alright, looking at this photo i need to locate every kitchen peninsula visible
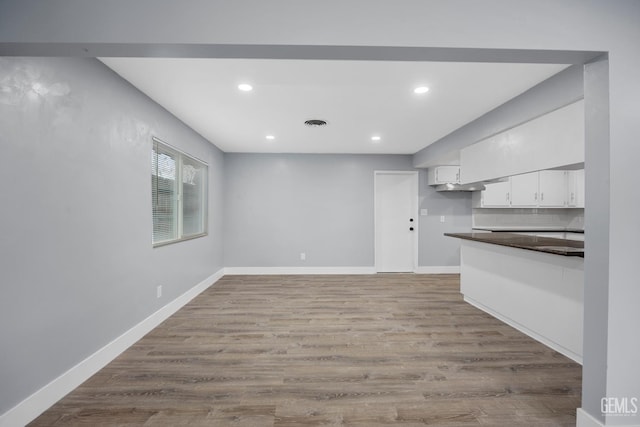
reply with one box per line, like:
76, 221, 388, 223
446, 232, 584, 364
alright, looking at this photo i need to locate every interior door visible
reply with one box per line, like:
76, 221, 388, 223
375, 171, 418, 272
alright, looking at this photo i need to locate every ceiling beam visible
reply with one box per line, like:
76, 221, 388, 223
0, 43, 603, 65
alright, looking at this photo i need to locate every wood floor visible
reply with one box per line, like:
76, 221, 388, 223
30, 274, 582, 426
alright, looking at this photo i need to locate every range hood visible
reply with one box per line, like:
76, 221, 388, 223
434, 182, 486, 192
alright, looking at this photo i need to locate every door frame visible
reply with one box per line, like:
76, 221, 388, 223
374, 170, 420, 273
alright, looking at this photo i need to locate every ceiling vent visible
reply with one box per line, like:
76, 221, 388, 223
304, 119, 328, 127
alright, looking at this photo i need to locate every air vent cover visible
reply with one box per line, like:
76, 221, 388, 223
304, 119, 328, 127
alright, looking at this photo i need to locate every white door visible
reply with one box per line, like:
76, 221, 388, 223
375, 171, 418, 272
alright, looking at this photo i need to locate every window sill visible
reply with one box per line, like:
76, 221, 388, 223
153, 232, 208, 248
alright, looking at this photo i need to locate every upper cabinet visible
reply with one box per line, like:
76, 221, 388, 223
474, 169, 584, 209
510, 172, 539, 207
510, 170, 567, 207
566, 169, 585, 208
460, 100, 585, 184
427, 166, 460, 185
479, 180, 511, 207
538, 170, 568, 207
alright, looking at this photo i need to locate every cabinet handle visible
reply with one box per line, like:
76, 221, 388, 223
456, 172, 460, 182
571, 192, 575, 201
506, 192, 510, 202
534, 192, 538, 201
541, 192, 544, 201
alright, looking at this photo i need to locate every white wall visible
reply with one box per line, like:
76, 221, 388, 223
0, 57, 225, 415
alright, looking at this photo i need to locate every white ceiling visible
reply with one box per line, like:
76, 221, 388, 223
100, 58, 569, 155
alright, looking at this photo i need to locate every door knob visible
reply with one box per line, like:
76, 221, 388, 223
409, 227, 414, 231
409, 218, 414, 222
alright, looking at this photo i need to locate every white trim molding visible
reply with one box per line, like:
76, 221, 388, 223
224, 267, 461, 275
577, 409, 604, 427
464, 295, 582, 365
0, 269, 225, 427
415, 266, 460, 274
577, 408, 640, 427
224, 266, 377, 275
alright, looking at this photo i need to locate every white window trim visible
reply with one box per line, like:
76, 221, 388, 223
152, 136, 208, 247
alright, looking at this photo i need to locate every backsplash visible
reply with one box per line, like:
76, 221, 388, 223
472, 208, 584, 230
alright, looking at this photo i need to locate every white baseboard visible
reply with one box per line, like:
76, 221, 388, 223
576, 408, 640, 427
224, 266, 460, 275
464, 295, 582, 365
577, 409, 604, 427
414, 266, 460, 274
224, 266, 377, 275
577, 408, 640, 427
0, 268, 225, 427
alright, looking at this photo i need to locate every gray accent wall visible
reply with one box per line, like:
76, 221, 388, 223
418, 190, 472, 267
0, 57, 225, 414
224, 153, 472, 268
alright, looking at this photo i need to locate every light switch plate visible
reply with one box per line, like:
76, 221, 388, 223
420, 209, 428, 216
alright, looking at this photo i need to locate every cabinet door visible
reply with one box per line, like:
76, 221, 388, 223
539, 170, 567, 207
481, 180, 511, 207
435, 166, 460, 184
567, 169, 585, 208
510, 172, 539, 207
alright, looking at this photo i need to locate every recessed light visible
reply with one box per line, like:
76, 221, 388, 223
413, 86, 430, 94
265, 135, 275, 140
371, 136, 382, 142
238, 83, 253, 92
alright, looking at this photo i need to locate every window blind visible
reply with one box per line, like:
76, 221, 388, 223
181, 155, 206, 237
152, 141, 178, 244
151, 137, 208, 246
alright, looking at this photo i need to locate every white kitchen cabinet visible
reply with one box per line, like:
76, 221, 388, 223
427, 166, 460, 185
459, 240, 584, 363
510, 170, 569, 208
476, 169, 581, 209
480, 180, 511, 207
460, 100, 585, 183
539, 170, 568, 207
566, 169, 585, 208
510, 172, 539, 207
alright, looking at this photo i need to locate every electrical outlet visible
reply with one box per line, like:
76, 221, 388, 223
440, 215, 445, 223
300, 252, 306, 261
156, 285, 162, 298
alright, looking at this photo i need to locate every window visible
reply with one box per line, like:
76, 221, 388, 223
151, 137, 207, 246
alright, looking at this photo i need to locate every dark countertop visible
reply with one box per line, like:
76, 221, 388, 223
472, 227, 584, 233
445, 232, 584, 257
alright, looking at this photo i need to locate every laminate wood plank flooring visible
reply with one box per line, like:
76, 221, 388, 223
30, 274, 582, 426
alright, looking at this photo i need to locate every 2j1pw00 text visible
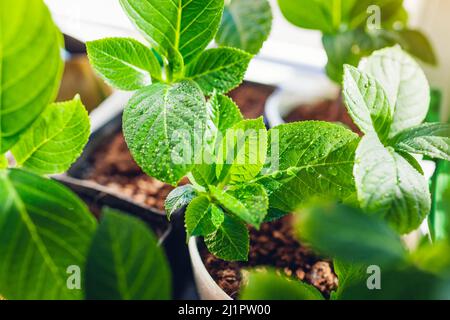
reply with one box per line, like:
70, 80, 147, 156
178, 304, 271, 317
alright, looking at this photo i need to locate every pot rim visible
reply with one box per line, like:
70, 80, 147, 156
188, 237, 233, 300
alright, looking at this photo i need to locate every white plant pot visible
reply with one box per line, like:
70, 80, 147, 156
265, 72, 340, 128
188, 238, 232, 300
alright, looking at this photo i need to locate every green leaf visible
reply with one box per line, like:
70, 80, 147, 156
343, 65, 393, 141
185, 48, 252, 95
240, 269, 324, 300
216, 0, 272, 54
296, 202, 406, 266
412, 241, 450, 277
216, 118, 267, 185
0, 169, 97, 300
0, 154, 6, 169
429, 161, 450, 242
210, 184, 268, 228
360, 46, 431, 138
389, 123, 450, 161
331, 260, 366, 300
208, 93, 243, 136
204, 213, 249, 261
191, 94, 243, 187
1, 0, 64, 153
339, 267, 450, 300
85, 208, 171, 300
260, 121, 359, 212
123, 81, 207, 186
119, 0, 224, 66
86, 37, 162, 91
185, 196, 224, 237
11, 97, 90, 175
165, 185, 197, 220
354, 134, 431, 234
382, 29, 437, 65
277, 0, 338, 34
396, 151, 424, 176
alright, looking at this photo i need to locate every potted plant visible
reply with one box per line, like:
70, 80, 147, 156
187, 46, 449, 299
265, 0, 437, 128
0, 0, 172, 300
59, 0, 274, 219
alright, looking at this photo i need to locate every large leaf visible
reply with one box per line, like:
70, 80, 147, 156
389, 123, 450, 161
85, 208, 171, 300
260, 121, 359, 212
429, 161, 450, 242
354, 134, 431, 234
185, 196, 224, 237
210, 184, 268, 228
216, 118, 267, 185
204, 213, 249, 261
360, 46, 430, 137
296, 202, 406, 266
216, 0, 272, 54
343, 65, 393, 141
339, 267, 450, 300
86, 37, 162, 91
165, 184, 197, 220
185, 48, 252, 95
0, 169, 96, 300
0, 0, 64, 153
11, 97, 90, 175
119, 0, 224, 66
240, 269, 324, 300
123, 81, 207, 186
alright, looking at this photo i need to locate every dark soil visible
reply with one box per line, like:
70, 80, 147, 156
284, 97, 361, 134
87, 133, 176, 211
201, 215, 338, 299
229, 82, 275, 119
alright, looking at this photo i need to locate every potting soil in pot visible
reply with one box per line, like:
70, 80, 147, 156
284, 97, 361, 134
201, 215, 338, 300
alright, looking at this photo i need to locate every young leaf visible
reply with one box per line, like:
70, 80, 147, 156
332, 260, 367, 300
185, 48, 252, 95
11, 97, 90, 175
216, 118, 267, 185
210, 184, 268, 228
429, 161, 450, 242
191, 94, 243, 187
354, 134, 431, 234
261, 121, 359, 212
296, 202, 406, 266
165, 185, 197, 220
86, 37, 162, 91
240, 269, 324, 300
343, 65, 393, 141
204, 213, 249, 261
389, 123, 450, 161
0, 169, 97, 300
360, 46, 431, 137
85, 208, 171, 300
119, 0, 224, 65
185, 196, 224, 237
208, 93, 243, 135
0, 0, 63, 153
123, 81, 207, 186
216, 0, 273, 54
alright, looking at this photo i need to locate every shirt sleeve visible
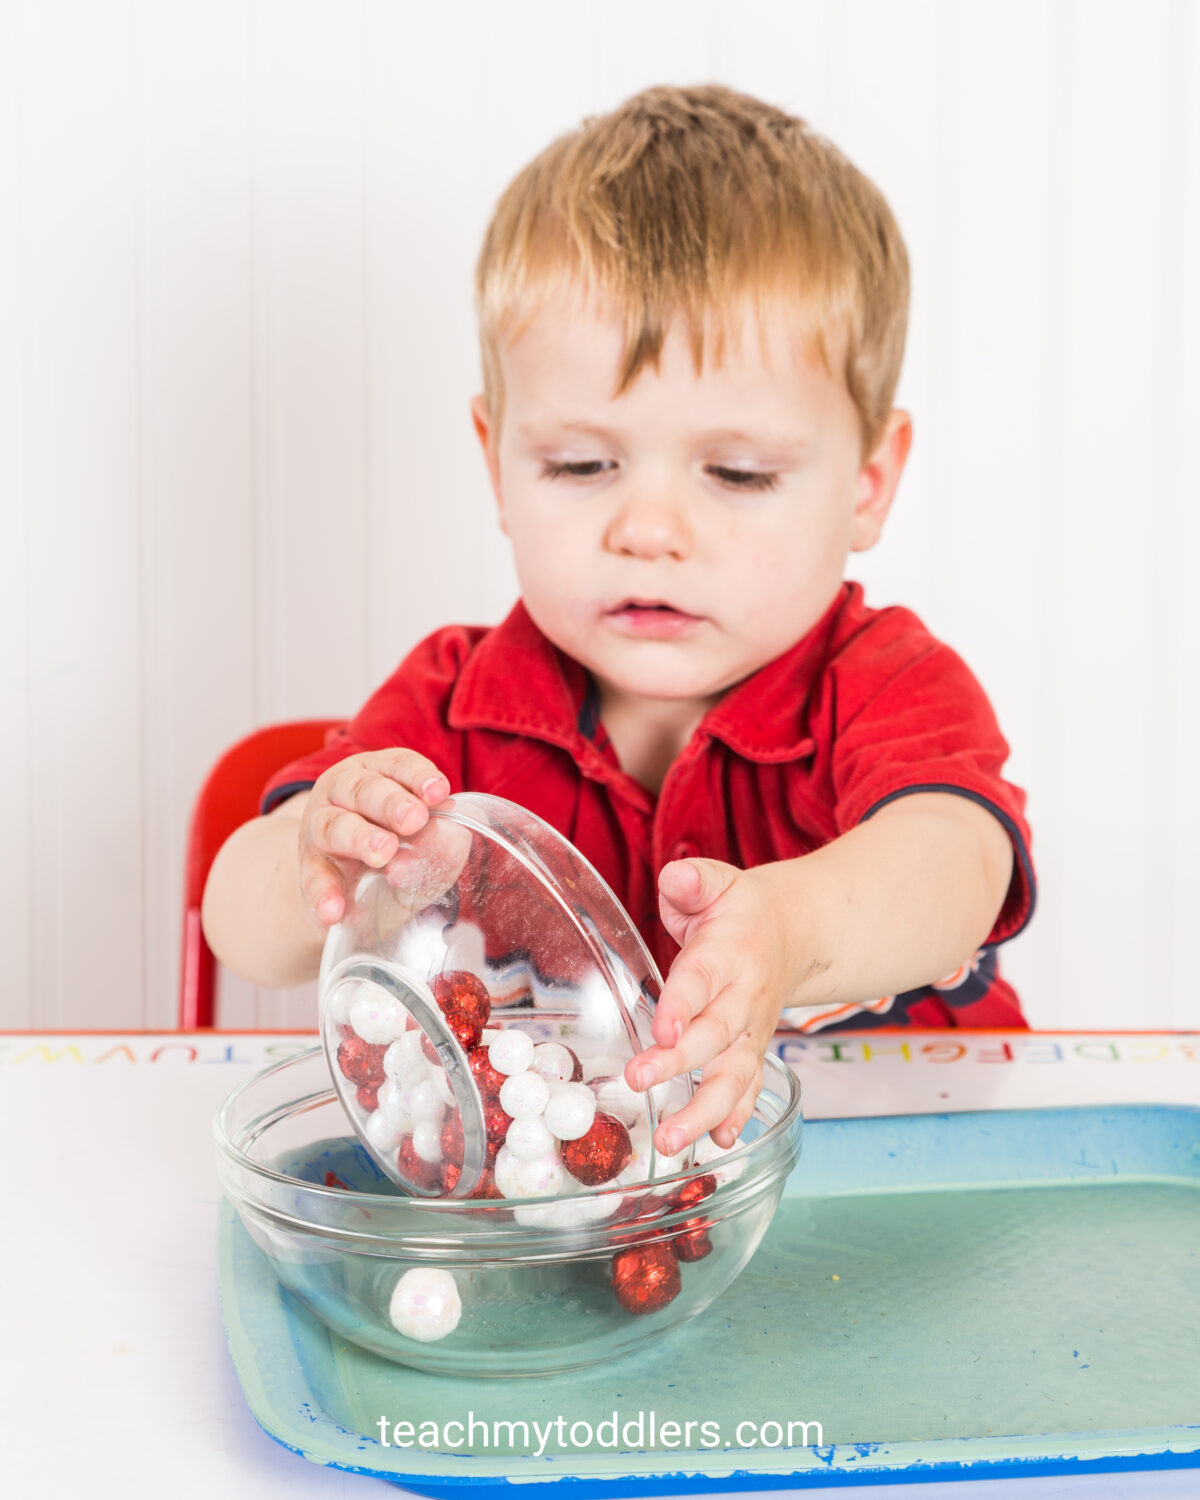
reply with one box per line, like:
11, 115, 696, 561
830, 617, 1036, 946
257, 625, 485, 815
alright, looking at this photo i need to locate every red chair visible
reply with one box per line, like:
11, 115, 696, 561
179, 719, 342, 1028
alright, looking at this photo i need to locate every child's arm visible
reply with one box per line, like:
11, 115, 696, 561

Problem to solve » Check every line above for the word "wood" and copy those that have it.

Solution for this problem »
alright, looking at this photo i need to locate every wood floor visible
alright, looking at this photo i need to locate every laminate wood plank flooring visible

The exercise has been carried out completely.